### EXERCISE BRIEF:
Rewrite the OCD and eating disorder post, starting at "OCD has been" and ending at "nothing else could.", with "markers" substituted for "crayons".

### EXCERPT PROVIDED:
%%
Updated: Oct 12, 2022
By Diane Corso
The International OCD Foundation has designated October 9-15, 2022, as International OCD Awareness Week to help raise awareness and reduce the stigma of this mental illness. An estimated 1.2% of adults in the United States had OCD in the past year with the incidence higher for women than men.
OCD has been a part of my eating disorder (ED) journey, and I know this is common to many others as well. The disorder is characterized by intrusive, repetitive thoughts or obsessions that lead to compulsive behaviors — in my case, not eating and excessive exercise.
My Early Struggle with OCD
From the time I was a young child, everything had to be in order. Each item of clothing was folded tight and stacked squarely in place. All of my crayons were aligned in the same direction. I even cleaned the pencil sharpener after every use.
I also craved routine and frequently did things in triplicate. When I went to bed, I’d turn off the lights three times. At a football game, I always had to shout “Go Defense” three times in a row.
Having things in order gave me comfort, and repetitive action calmed me in a way nothing else could.
My Obsessions — Eating and Exercise
Eventually my need for order and routine (my OCD) carried over into my eating habits. My diet was something I could control. When the concept of serving sizes, portions and calorie counting entered my radar, I became laser focused on measuring my food, and the ED monster began digging his claws into me. Combine this with my compulsion for excessive exercise, and I began to slide deeper and deeper into ED.Not eating and exercise became autonomous and my way of controlling an out-of-control world.
An Ongoing Battle
My OCD and anorexia remain a struggle for me. If I am unable to exercise or eat my “safe” foods, severe anxiety, distress and guilt can come into play. And sometimes nothing can quiet the thoughts racing through my mind, and the energy imbalance can make it nearly impossible to stop the behaviors. However, I am committed to confronting my OCD and have found that making small adjustments helps me to reduce its damaging hold on my life:
1. Leaving some things messy and unorganized (i.e., inside my car and leaving fingerprints on the car doors)
2. Letting my three boys “clean” their own rooms and hang their own clean laundry
3. Keeping clothes in the dryer if I’m running late
4. Allowing the boys to help cook meals
My Motivation to Conquer OCD
Knowing that OCD is considered a true mental illness and often genetic has lessened the stress of trying to keep my “quirks” a secret. In addition, talking about it with my boys puts me in a spot to show them that I am not ashamed, and they should not be ashamed of themselves for any feelings or tendencies they may have. And finally, my book and this blog have provided me a voice to transparently express my ongoing struggle with OCD and anorexia. I have nothing to hide.
%%
### DATA EXTRACTS:
%%
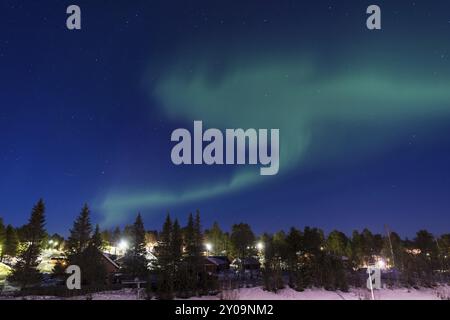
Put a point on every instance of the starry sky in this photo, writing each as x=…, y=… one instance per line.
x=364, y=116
%%
%%
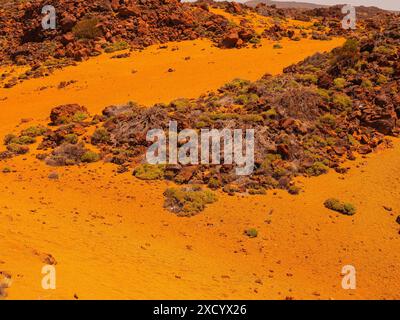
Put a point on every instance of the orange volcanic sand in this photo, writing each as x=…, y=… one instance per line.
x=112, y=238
%%
### EXERCISE RESULT:
OCD has been a part of my eating disorder (ED) journey, and I know this is common to many others as well. The disorder is characterized by intrusive, repetitive thoughts or obsessions that lead to compulsive behaviors — in my case, not eating and excessive exercise.
My Early Struggle with OCD
From the time I was a young child, everything had to be in order. Each item of clothing was folded tight and stacked squarely in place. All of my markers were aligned in the same direction. I even cleaned the pencil sharpener after every use.
I also craved routine and frequently did things in triplicate. When I went to bed, I’d turn off the lights three times. At a football game, I always had to shout “Go Defense” three times in a row.
Having things in order gave me comfort, and repetitive action calmed me in a way nothing else could.